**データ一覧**
****************************************

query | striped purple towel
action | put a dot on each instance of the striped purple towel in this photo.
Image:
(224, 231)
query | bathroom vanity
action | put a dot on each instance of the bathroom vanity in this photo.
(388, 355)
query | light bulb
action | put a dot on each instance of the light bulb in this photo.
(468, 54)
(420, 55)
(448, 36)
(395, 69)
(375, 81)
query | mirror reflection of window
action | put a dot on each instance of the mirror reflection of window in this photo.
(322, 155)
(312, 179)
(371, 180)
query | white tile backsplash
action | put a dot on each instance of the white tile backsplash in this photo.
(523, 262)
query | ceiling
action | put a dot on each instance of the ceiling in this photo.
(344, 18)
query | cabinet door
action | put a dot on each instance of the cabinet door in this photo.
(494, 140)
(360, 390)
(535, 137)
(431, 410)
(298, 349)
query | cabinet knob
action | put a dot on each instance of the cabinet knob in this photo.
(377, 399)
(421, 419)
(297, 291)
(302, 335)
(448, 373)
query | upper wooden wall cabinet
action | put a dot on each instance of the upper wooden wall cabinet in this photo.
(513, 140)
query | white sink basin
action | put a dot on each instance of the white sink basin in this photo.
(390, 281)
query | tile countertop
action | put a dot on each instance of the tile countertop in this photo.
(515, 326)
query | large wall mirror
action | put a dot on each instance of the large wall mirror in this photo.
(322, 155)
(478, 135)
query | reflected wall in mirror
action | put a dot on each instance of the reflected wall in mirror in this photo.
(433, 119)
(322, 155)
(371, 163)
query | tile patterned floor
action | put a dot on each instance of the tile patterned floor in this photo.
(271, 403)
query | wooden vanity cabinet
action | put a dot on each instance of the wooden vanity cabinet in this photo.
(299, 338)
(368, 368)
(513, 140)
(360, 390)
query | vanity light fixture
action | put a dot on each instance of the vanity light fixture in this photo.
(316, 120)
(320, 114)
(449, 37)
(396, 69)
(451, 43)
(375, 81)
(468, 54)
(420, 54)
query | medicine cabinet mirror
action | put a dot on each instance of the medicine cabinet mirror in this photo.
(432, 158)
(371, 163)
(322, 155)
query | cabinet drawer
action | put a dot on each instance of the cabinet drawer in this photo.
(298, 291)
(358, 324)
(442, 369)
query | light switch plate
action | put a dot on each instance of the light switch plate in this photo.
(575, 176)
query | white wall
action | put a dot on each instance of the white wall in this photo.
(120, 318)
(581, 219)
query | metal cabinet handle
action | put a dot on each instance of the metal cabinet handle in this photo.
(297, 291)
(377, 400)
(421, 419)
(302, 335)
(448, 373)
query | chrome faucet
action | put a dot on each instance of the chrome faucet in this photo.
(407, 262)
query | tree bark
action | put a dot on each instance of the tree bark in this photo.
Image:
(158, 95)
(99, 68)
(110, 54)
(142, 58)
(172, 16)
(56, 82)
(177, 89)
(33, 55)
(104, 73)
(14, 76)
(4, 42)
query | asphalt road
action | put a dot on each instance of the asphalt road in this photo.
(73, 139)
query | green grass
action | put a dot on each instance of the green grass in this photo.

****************************************

**やること**
上の行のうち、「query | tree bark」を含む行から始めて最後の行で終わるまでを、そのまま書き写してください。最初と最後の行も含めます。

**回答**
query | tree bark
action | put a dot on each instance of the tree bark in this photo.
Image:
(158, 95)
(99, 68)
(110, 54)
(142, 58)
(172, 16)
(56, 82)
(177, 89)
(33, 55)
(104, 73)
(14, 76)
(4, 42)
query | asphalt road
action | put a dot on each instance of the asphalt road in this photo.
(73, 139)
query | green grass
action | put a dot on each instance of the green grass in this photo.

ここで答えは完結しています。